Work request 1: From the passage on adipose tissue, please list every type of cell that adipose tissue is said to be composed of.
Work request 2: In one to three sentences, explain why the passage on adipose tissue calls the adipocyte a central immunomodulatory cell.

Adipose Tissue as an Immunological Organ: Adipokines, Low-Grade Inflammation, and Autoimmunity

Adipose tissue (AT), once perceived merely as a simple depot for energy storage, has emerged as a complex immunological organ (1). In human, there are 3 types of AT based on histology and function: brown, beige and white adipose tissue. White adipose tissue (WAT) is the primary site of lipid storage and can be further divided into subcutaneous AT (SAT) and visceral AT (VAT), with VAT associated with the worst metabolic outcomes. Adipose tissues are composed of mature adipocytes, fibroblast-like cells, adipocyte precursors, vascular and immune cells (2).

The adipocyte acts as a central immunomodulatory cell through multiple mechanisms. It produces hormones and cytokines termed as adipokines. Additionally, adipocytes release proinflammatory lipids, secrete chemoattractants to recruit immune cells, manufacture extracellular vesicles (EVs) that act locally and systemically, and can even present antigens to activate or suppress local T cell responses via the MHCII pathway (2).

Supplied information:
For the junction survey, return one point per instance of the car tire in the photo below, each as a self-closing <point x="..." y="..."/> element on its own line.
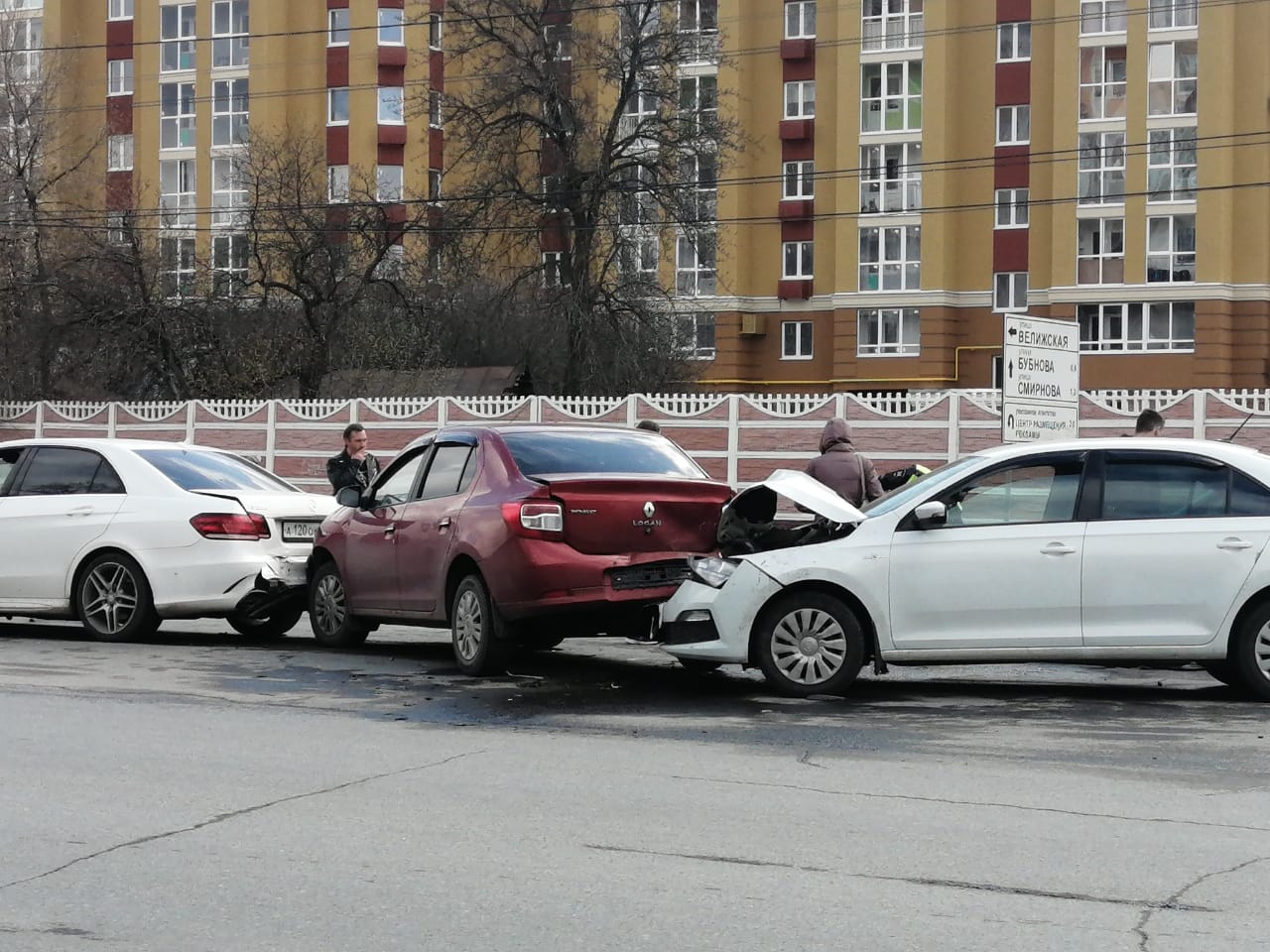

Task output 1: Mature adipocytes, fibroblast-like cells, adipocyte precursors, vascular cells, and immune cells.

Task output 2: The adipocyte acts through several mechanisms. It produces hormones and cytokines called adipokines, releases proinflammatory lipids, secretes chemoattractants that recruit immune cells, and makes extracellular vesicles that act locally and systemically. It can also present antigens through the MHCII pathway to activate or suppress local T cell responses.